The task.
Print the line that has "Need: one point" in it, then every remaining line of the data, exactly and without anything extra.

[Stored items]
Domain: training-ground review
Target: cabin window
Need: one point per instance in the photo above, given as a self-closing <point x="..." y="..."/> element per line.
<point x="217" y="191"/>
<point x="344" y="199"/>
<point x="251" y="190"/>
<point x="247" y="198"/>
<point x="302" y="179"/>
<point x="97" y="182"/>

Solution below.
Need: one point per instance in the photo above, given as a self-closing <point x="..." y="..."/> element per line.
<point x="217" y="191"/>
<point x="344" y="199"/>
<point x="251" y="190"/>
<point x="247" y="198"/>
<point x="302" y="179"/>
<point x="97" y="182"/>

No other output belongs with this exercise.